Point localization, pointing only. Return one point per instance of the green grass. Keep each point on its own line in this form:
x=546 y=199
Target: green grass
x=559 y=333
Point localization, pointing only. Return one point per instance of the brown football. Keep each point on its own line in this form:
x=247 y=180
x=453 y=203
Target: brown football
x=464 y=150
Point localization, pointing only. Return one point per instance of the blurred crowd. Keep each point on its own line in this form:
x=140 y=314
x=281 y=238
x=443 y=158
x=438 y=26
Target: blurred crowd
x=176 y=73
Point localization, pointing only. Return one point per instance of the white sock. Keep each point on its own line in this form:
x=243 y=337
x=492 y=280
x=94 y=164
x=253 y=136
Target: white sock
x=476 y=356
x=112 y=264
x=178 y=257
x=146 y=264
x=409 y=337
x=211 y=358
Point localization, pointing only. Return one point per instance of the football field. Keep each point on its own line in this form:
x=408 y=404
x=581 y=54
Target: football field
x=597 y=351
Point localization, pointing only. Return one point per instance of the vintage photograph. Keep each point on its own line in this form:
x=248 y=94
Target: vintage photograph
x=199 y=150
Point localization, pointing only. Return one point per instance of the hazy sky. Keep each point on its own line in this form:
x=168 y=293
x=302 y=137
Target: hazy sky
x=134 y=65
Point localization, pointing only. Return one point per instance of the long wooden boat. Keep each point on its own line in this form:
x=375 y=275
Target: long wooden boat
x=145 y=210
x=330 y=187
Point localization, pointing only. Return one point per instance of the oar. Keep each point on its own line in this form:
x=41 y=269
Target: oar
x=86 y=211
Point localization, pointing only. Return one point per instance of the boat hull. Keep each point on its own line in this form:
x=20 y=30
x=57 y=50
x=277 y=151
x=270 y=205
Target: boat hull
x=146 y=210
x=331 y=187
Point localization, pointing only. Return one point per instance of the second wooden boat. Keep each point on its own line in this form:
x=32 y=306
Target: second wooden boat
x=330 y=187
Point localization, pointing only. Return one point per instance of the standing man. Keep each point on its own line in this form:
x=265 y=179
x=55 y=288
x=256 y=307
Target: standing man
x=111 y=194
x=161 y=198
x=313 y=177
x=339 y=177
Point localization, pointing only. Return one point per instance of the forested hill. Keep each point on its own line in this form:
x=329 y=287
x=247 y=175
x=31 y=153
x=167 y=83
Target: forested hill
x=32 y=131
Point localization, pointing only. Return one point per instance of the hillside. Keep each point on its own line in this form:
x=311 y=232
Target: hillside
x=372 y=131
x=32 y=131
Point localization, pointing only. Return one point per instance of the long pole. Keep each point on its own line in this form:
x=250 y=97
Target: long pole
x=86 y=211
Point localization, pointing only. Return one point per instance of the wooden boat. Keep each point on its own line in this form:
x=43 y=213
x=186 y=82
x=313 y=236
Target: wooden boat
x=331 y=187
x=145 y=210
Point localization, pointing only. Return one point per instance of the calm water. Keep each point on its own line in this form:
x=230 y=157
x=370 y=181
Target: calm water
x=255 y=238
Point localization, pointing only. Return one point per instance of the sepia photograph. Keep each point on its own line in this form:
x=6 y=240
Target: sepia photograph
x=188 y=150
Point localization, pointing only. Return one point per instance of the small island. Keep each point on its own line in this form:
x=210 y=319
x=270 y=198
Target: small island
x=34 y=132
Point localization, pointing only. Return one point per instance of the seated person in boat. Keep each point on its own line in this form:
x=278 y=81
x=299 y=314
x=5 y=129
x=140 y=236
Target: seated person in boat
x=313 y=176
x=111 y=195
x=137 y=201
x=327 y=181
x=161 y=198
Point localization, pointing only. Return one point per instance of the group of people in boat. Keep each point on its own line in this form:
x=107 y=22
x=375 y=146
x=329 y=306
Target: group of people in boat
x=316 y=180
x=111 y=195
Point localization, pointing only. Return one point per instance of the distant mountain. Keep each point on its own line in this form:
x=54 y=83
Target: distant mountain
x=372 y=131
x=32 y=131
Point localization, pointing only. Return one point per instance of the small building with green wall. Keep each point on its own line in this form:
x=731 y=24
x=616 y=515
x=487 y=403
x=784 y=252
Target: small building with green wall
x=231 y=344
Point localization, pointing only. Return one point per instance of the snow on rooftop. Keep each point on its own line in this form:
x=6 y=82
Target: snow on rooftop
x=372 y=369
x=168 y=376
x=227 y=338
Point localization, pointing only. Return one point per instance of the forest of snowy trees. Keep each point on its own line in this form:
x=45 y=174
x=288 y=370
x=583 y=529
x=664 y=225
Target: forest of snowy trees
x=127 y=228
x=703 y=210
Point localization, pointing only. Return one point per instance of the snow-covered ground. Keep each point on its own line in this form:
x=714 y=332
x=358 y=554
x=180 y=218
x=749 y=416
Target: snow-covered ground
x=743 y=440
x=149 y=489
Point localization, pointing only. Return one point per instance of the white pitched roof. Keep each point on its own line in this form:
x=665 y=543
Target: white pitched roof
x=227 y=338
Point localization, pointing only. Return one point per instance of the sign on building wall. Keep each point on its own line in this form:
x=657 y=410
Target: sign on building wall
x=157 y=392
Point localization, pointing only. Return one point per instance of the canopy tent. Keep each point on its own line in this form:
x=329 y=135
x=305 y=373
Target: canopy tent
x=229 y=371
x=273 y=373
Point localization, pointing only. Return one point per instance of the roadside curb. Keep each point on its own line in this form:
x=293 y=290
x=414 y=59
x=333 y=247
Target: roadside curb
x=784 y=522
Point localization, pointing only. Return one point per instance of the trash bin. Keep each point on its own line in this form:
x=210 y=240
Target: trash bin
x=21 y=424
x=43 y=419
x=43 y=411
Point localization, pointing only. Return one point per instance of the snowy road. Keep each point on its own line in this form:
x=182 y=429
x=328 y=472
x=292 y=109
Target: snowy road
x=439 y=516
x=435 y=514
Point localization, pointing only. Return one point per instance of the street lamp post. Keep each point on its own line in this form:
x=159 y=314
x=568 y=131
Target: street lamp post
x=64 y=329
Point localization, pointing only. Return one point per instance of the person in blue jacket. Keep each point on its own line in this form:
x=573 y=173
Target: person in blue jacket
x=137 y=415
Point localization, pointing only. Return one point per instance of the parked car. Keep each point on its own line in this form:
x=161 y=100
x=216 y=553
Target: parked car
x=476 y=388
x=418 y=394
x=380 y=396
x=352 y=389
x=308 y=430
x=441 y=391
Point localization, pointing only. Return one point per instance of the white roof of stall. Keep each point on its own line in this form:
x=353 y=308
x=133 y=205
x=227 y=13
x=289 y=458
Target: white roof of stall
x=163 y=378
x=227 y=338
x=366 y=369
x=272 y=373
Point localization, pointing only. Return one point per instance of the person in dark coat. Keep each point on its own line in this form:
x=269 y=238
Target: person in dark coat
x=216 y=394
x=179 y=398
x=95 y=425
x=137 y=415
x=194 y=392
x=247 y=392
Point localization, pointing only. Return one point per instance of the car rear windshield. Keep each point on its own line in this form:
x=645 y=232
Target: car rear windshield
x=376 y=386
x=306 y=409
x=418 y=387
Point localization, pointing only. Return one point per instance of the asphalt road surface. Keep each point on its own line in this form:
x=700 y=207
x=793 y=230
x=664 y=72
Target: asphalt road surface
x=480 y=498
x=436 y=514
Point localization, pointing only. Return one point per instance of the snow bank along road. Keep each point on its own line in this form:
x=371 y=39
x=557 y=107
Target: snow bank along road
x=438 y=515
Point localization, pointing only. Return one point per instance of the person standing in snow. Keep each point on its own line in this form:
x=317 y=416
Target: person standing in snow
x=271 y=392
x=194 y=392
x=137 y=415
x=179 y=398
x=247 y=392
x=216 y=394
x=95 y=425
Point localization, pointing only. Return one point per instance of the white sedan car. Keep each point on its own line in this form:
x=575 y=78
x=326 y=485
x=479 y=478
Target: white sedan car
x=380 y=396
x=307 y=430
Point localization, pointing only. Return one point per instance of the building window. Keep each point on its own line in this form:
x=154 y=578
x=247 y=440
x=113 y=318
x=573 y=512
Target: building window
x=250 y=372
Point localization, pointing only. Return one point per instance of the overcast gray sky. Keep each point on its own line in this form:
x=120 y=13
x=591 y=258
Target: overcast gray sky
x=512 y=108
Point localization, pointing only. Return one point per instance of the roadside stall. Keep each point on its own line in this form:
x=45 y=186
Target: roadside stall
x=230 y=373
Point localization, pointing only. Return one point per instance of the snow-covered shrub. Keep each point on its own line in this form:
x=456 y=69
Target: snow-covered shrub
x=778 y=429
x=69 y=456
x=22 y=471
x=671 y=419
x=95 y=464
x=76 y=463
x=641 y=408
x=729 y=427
......
— Exercise directions —
Copy the data from the line with "in blue jacket." up to and including the line with "x=436 y=514", keeping the requests and their sample lines unchanged. Multiply every coordinate in the answers by 2.3 and round each result to a whole number, rounding halves up.

— Written solution —
Point localization, pointing only. Return one point per instance of the person in blue jacket. Keep each point on its own line in this form:
x=573 y=173
Target: person in blue jacket
x=315 y=955
Point localization, pointing only. Return one point per instance of the parked car. Keep each point on its own line in this form:
x=161 y=100
x=216 y=553
Target: parked car
x=1095 y=892
x=961 y=906
x=874 y=911
x=810 y=895
x=708 y=989
x=1014 y=899
Point localization, pointing only. Return one point per instance of the white roof of stall. Keep each point on its own line in this form:
x=353 y=308
x=133 y=205
x=227 y=13
x=289 y=458
Target: white roof of stall
x=375 y=869
x=522 y=777
x=842 y=849
x=626 y=858
Point localization, pointing only. Return one point per instance of the person in dark coat. Keep each point on its own line in this form:
x=269 y=238
Target: person in dark coat
x=497 y=906
x=412 y=915
x=219 y=978
x=315 y=955
x=446 y=902
x=568 y=902
Point localization, pointing only. Return one point per instance of the car rear windshield. Keep each point on its own line in this form:
x=645 y=232
Target: car rear windshield
x=865 y=888
x=704 y=941
x=961 y=890
Point localization, pointing only. Return one point per instance of the asphalt road surface. Keep each point on its own line in this form:
x=700 y=207
x=793 y=230
x=664 y=72
Target: asphalt road surface
x=1104 y=1145
x=1003 y=1182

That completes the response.